## Tasks and exercises
1. According to the biography of Illia Salei, from which institution did he obtain his Master of Laws, and in what year?
2. Using the biography of Illia Salei, explain how he was involved in the 2020 Belarusian presidential election.
3. Carry on the biography of Illia Salei from its final sentence.

## Excerpted passage

Belarusian lawyer and pro-democracy activist

Illia Salei (Ілля Салей, born 30 August 1991) is a Belarusian lawyer and pro-democracy activist, member of Viktar Babaryka's team and presidential campaign office at time of the 2020 Belarusian presidential election. Attorney of presidential candidates Viktar Babaryka and Sviatlana Tsikhanouskaya, as well as an opposition leader and a member of the presidium of the Coordination Council of Belarus Maria Kalesnikava. Former political prisoner and prisoner of conscience recognised by Amnesty International.

==Education==
Graduated from Belarusian State University Faculty of Law in 2013 with highest honors. Obtained his Master of Laws from Duke University School of Law in 2014.

==Legal career==
After graduation, Salei gained practical training at Marks & Sokolov LLC, an American-Russian international boutique firm in Philadelphia and at the international arbitration teams of Wilmer Cutler Pickering Hale and Dorr LLP in London, UK and Freshfields Bruckhaus Deringer LLP in Dubai, UAE.

Most of his legal career Salei spent as an associate / advocate at Borovtsov & Salei, an internationally recognized Belarusian law firm.

In 2022, Salei joined the Office of the General Counsel at the European Bank for Reconstruction and Development in London, UK.

(Source records)
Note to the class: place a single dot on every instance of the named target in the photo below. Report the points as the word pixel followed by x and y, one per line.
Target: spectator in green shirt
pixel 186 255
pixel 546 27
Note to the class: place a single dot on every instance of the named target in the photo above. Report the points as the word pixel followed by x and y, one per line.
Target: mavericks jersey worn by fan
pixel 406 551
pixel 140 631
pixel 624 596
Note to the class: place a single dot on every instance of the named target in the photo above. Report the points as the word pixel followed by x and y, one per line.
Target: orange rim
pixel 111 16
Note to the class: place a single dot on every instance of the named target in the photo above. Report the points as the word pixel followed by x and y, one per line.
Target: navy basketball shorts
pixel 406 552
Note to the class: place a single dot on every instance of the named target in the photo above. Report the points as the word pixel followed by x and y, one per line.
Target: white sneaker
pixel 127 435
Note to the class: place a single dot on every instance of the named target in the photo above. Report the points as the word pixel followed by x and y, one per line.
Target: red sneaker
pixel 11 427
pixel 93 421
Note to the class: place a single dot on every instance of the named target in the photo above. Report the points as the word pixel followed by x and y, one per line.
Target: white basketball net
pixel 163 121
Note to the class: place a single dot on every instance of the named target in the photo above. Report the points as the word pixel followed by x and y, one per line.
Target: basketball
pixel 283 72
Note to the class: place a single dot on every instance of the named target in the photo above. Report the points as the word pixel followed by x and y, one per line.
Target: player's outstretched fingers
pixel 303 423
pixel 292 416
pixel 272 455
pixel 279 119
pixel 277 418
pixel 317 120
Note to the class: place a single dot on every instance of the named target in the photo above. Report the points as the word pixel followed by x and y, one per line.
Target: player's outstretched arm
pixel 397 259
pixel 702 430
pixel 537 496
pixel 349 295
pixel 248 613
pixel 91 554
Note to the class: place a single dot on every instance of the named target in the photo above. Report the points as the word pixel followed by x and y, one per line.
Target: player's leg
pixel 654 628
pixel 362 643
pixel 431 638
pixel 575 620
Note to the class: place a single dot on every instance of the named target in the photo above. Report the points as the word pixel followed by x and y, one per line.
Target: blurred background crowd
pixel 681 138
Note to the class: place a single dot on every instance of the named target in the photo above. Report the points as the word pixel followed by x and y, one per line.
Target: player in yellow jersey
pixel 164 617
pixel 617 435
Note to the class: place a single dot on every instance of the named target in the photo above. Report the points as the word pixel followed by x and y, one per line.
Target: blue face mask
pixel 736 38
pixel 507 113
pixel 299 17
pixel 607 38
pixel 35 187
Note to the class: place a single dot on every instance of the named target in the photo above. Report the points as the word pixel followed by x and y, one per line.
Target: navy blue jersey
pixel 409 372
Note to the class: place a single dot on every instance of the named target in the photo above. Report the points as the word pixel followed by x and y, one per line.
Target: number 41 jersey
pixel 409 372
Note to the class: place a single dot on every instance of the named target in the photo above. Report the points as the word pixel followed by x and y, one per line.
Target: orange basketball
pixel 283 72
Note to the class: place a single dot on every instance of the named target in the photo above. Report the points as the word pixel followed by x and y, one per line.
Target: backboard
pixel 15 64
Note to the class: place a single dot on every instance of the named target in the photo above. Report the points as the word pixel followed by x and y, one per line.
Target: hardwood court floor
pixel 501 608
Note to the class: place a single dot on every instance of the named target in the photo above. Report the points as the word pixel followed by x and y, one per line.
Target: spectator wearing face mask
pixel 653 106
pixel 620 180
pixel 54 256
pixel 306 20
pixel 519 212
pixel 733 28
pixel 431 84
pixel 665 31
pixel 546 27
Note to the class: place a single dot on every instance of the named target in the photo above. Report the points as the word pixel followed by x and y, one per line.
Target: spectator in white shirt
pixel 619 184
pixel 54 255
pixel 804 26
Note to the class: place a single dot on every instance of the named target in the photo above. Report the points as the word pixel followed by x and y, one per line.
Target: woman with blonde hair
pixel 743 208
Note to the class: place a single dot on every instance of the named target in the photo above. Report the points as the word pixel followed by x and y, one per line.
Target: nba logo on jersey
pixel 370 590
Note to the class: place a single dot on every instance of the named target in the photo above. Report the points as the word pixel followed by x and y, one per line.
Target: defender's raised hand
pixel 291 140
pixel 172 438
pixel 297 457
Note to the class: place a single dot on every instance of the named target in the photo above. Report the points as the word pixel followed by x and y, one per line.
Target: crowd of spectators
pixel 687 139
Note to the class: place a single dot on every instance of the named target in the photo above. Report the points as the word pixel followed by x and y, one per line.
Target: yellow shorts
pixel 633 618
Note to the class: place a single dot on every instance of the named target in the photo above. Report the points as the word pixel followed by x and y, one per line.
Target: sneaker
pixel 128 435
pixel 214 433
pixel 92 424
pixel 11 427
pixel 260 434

## Per-task answers
1. He obtained his Master of Laws from Duke University School of Law in 2014.

2. Salei was a member of Viktar Babaryka's team and presidential campaign office during the 2020 election. He also served as attorney for presidential candidates Viktar Babaryka and Sviatlana Tsikhanouskaya, and for opposition leader Maria Kalesnikava.

3.
==2020 Belarusian presidential election==
Lawyer and one of the managers of Viktar Babaryka's 2020 presidential campaign office in Belarus.

As a lawyer, provided full legal support to the campaign team of democratic presidential candidates Viktar Babaryka and Sviatlana Tsikhanouskaya at time of the 2020 Belarusian presidential election, as well as to an opposition leader, one of the members of the presidium of the Coordination Council of Belarus Maria Kalesnikava.

Together with Maxim Znak, Salei acting on behalf of Sviatlana Tsikhanouskaya appealed the results of the 2020 Belarusian presidential election to the Supreme Court of Belarus.

== Arrest and detention ==
On 9 September 2020, Salei was detained by KGB and the Main Directorate for Combating Organized Crime of the Ministry of Internal Affairs of Belarus. He was arrested and charged with threatening the national security of Belarus.

Coalition of Belarusian human rights organizations headed by Viasna Human Rights Centre and Belarusian Helsinki Committee recognized Salei as a political prisoner. Amnesty International deemed Salei a prisoner of conscience.

Law Society of England and Wales and American Bar Association wrote official letters to Alexander Lukashenko and Belarusian authorities demanding immediate release of Illia Salei. Duke Community Members issued a public statement in connection with the arrest calling for release of Illia Salei.

On 16 October 2020, Salei was released from Minsk Pre-Trial Detention Centre No.1 and placed under house arrest. On 16 April 2021, he was released on bail but remained under prosecution.

On 13 August 2021, Salei announced that he had temporary left Belarus for Poland.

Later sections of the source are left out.